AUSGEWÄHLTER AUSZUG:
--------------------

Leitsatz (amtlich)
1. Bei der Betreuervergütung ist die Frage der Mittellosigkeit des Betreuten für den gesamten Abrechnungszeitraum einheitlich und grundsätzlich gemäß den zum Zeitpunkt der Entscheidung der letzten Tatsacheninstanz geltenden materiellrechtlichen Bestimmungen und den zu diesem Zeitpunkt gegebenen Einkommens- und Vermögensverhältnissen des Betreuten zu beurteilen.
2. Werden laufende Versorgungsbezüge nach dem Opferentschädigungsgesetz in Verbindung mit dem Bundesversorgungsgesetz (hier: Grundrente) nicht verbraucht, sondern dem Vermögen zugeführt, ist es dem Betreuten grundsätzlich zuzumuten, dieses für die Kosten der Betreuung zu verwenden.
Normenkette
BGB §§ 1836a, 1836c Nr. 2; BSHG § 88 Abs. 3
Verfahrensgang
LG Traunstein (Beschluss vom 31.07.2001; Aktenzeichen 4 T 4700/00) |
AG Traunstein (Aktenzeichen XVII 1020/97) |
Tenor
I. Dem Betroffenen wird Prozeßkostenhilfe für das Verfahren vor dem Bayerischen Obersten Landesgericht nicht bewilligt.
II. Die sofortige weitere Beschwerde gegen den Beschluß des Landgerichts Traunstein vom 31. Juli 2001 wird zurückgewiesen.
Tatbestand
I.
Für den Betroffenen ist ein Berufsbetreuer bestellt.
Diesem bewilligte das Amtsgericht mit Beschluß vom 23.10.2000 für die vom 1.10.1998 bis 31.5.2000 geleistete Tätigkeit eine aus dem Vermögen des Betroffenen zu bezahlende Vergütung in Höhe von 3 176,08 DM.
Hiergegen legte der Betroffene sofortige Beschwerde ein. Zu Unrecht habe ihm das Vormundschaftsgericht lediglich ein Schonvermögen von 4 500 DM zugestanden. Im Hinblick darauf, daß er im Rahmen des sozialen Entschädigungsrechts Leistungen nach dem Opferentschädigungsgesetz in Verbindung mit dem Bundesversorgungsgesetz erhalte, stehe ihm ein Freibetrag von 9 564,40 DM zu.
Das Landgericht hat die sofortige Beschwerde gemäß Beschluß vom 31.7.2001 zurückgewiesen.
Hiergegen wendet sich der Betroffene mit der sofortigen weiteren Beschwerde, verbunden mit dem Antrag, ihm für dieses Rechtsmittelverfahren unter Beiordnung seines Verfahrensbevollmächtigten Prozeßkostenhilfe zu gewähren.
Entscheidungsgründe
II.
1. Die sofortige weitere Beschwerde ist zulässig, insbesondere vom Landgericht zugelassen (§ 69e Satz 1, § 56g Abs. 5 Satz 2 FGG), hat jedoch keinen Erfolg.

--------------------

BEREITGESTELLTE ANGABEN:
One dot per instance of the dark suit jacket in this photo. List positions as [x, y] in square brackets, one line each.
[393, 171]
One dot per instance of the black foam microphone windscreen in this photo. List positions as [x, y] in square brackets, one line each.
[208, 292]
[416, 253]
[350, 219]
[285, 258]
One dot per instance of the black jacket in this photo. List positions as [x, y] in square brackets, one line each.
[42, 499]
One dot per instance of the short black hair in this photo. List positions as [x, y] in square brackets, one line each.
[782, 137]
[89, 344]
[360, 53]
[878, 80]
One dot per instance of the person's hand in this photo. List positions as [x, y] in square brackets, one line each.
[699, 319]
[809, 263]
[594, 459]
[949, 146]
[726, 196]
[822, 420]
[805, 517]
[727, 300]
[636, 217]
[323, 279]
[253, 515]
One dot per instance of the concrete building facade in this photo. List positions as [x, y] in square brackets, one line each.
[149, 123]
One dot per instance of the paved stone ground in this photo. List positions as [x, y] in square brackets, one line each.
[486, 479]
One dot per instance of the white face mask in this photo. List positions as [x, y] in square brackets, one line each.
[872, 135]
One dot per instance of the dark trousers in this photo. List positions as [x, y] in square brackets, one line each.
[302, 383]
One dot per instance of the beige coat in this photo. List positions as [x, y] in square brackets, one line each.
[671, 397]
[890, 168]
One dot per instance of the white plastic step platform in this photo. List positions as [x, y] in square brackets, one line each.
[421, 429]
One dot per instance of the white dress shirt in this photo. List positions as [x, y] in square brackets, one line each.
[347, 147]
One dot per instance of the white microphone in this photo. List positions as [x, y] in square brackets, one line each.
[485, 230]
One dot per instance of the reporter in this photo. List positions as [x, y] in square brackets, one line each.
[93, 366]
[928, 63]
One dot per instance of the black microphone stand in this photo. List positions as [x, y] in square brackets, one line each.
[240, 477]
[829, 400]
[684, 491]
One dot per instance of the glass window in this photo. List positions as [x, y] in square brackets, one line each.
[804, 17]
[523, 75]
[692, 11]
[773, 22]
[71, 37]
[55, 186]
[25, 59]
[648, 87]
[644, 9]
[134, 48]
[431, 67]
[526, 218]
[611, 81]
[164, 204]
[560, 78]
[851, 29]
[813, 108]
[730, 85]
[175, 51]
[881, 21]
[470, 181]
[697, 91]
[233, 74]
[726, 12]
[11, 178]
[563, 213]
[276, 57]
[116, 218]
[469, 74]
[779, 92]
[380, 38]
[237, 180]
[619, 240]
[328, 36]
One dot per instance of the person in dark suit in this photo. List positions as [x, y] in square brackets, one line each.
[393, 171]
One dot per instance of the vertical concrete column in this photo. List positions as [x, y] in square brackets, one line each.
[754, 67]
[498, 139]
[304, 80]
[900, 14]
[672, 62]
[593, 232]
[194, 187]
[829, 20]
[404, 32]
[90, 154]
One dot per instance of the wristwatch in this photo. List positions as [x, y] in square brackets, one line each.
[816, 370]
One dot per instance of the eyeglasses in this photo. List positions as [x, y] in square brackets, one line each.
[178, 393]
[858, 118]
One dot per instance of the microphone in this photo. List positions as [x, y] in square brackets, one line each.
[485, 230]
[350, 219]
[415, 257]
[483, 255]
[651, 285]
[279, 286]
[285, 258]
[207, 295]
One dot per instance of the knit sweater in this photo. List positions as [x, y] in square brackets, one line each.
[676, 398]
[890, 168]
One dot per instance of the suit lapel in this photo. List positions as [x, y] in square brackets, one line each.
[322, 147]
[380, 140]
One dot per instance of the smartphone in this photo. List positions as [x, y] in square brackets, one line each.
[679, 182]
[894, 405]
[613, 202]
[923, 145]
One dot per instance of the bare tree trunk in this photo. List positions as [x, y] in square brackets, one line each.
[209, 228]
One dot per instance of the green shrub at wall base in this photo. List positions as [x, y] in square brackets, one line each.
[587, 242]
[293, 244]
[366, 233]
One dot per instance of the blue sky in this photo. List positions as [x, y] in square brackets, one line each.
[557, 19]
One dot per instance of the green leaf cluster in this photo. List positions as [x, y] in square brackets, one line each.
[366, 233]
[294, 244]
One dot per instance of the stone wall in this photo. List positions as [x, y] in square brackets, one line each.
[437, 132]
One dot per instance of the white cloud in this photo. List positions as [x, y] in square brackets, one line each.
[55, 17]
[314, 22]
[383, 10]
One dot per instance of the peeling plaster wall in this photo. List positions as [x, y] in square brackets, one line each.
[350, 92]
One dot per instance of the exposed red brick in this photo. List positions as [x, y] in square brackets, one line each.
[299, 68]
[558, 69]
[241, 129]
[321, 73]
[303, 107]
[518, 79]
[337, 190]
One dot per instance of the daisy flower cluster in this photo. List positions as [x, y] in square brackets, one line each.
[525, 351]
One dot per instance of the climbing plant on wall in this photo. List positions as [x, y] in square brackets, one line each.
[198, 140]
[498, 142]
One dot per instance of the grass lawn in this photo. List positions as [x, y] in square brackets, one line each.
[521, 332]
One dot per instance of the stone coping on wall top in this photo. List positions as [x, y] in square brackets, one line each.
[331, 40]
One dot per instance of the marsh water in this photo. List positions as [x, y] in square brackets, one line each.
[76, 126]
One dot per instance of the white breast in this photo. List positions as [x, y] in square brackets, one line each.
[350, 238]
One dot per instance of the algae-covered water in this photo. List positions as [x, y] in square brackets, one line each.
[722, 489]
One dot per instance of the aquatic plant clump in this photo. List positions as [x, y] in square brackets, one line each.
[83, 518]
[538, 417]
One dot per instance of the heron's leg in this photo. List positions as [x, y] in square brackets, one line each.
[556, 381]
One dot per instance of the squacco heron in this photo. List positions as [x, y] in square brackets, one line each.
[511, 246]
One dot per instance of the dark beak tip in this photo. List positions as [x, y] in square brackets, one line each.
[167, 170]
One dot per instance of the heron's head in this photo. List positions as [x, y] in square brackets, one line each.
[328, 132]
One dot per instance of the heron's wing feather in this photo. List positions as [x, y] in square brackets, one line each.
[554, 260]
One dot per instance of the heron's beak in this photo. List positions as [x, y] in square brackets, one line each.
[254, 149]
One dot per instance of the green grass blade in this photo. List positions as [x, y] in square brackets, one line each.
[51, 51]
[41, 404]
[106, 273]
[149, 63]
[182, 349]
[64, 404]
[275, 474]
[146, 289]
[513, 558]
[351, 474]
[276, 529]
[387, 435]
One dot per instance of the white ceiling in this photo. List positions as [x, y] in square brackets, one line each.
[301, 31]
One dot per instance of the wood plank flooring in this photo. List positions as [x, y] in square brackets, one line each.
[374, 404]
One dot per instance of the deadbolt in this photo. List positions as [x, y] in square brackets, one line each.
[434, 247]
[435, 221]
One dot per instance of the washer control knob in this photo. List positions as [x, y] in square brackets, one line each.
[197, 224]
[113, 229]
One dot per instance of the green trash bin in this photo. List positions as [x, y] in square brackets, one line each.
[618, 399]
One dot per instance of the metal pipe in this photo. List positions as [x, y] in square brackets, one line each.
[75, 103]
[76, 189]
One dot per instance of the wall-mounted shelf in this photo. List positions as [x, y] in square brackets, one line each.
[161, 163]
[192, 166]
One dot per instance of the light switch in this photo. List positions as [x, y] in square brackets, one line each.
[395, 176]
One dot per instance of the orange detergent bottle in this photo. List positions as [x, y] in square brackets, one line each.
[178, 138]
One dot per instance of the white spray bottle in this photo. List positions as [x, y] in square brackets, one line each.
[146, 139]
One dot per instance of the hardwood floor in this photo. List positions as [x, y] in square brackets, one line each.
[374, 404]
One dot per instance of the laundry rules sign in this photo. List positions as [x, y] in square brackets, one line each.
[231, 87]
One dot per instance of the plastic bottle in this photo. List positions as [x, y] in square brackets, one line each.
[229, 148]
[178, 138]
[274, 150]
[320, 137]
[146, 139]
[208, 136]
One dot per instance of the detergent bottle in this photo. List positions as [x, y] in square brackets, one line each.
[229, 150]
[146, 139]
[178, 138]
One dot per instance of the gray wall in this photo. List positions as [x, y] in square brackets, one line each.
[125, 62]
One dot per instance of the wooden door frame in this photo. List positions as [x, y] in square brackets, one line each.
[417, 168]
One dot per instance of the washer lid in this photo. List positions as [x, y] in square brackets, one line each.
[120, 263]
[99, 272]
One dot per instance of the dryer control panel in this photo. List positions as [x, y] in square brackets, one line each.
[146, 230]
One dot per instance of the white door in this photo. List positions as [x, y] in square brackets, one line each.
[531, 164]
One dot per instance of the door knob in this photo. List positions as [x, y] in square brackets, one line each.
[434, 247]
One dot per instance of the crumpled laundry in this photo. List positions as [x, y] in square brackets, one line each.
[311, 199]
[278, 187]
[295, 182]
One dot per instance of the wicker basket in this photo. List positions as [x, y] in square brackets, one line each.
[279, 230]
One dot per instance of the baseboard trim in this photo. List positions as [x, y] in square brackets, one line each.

--------------------

ARBEITSZIELE:
a) Übertragen Sie aus dem Beschluss zur Betreuervergütung folgenden Satz ins Englische: „Das Landgericht hat die sofortige Beschwerde gemäß Beschluß vom 31.7.2001 zurückgewiesen.“
b) Prüfen Sie anhand des Beschlusses zur Betreuervergütung, ob die folgenden Aussagen zutreffen, und belegen Sie jede Antwort mit dem entscheidenden Wortlaut. (i) Das Amtsgericht bewilligte dem Betreuer eine Vergütung von 3 176,08 DM, die aus dem Vermögen des Betroffenen zu bezahlen ist. (ii) Das Vormundschaftsgericht gestand dem Betroffenen ein Schonvermögen von 9 564,40 DM zu. (iii) Dem Betroffenen wird für das Verfahren vor dem Bayerischen Obersten Landesgericht Prozeßkostenhilfe bewilligt.
c) Führen Sie den Beschluss zur Betreuervergütung im Anschluss an dessen letzten Satz fort.

LÖSUNGEN DER ÜBUNG:
a) The Regional Court rejected the immediate appeal by order dated July 31, 2001.

b)
(i) Ja: „eine aus dem Vermögen des Betroffenen zu bezahlende Vergütung in Höhe von 3 176,08 DM“
(ii) Nein: „lediglich ein Schonvermögen von 4 500 DM zugestanden“
(iii) Nein: „Dem Betroffenen wird Prozeßkostenhilfe für das Verfahren vor dem Bayerischen Obersten Landesgericht nicht bewilligt.“

c)
a) Das Landgericht hat seine Entscheidung wie folgt begründet:
Für die dem Betreuer bewilligte Vergütung habe der Betroffene aufzukommen. Sein Sparvermögen belaufe sich auf 8 531,35 DM, sein Guthaben auf dem Girokonto betrage 299,57 DM. Hierbei handle es Sich um verwertbares Vermögen, das die gemäß § 1836c Nr. 2 BGB i.V.m. § 88 Abs. 2 Nr. 8 BSHG und der hierzu erlassenen Durchführungsverordnung maßgebliche Schongrenze von 4 500 DM deutlich übersteige. Ein höherer Schonbetrag komme auch für die Vergütung der vom 1.10. bis 31.12.1998 geleisteten Betreuertätigkeit nicht in Betracht, da der Betroffene nicht schwerstpflegebedürftig sei. Andere Schongrenzen, z. B. nach dem Bundesversorgungsgesetz, seien nicht anzuwenden. Schließlich könne der Betroffene auch nicht mit Erfolg einwenden, sein Vermögen dürfe für die Vergütung des Betreuers nicht herangezogen werden, soweit es aus angespartem, nicht dem Einsatz unterliegenden Einkommen resultiere. Dieser Umstand begründe insbesondere keine Härte im Sinne des § 88 Abs. 3 BSHG.
b) Die Entscheidung des Landgerichts hält der rechtlichen Nachprüfung stand (§ 27 Abs. 1 FGG).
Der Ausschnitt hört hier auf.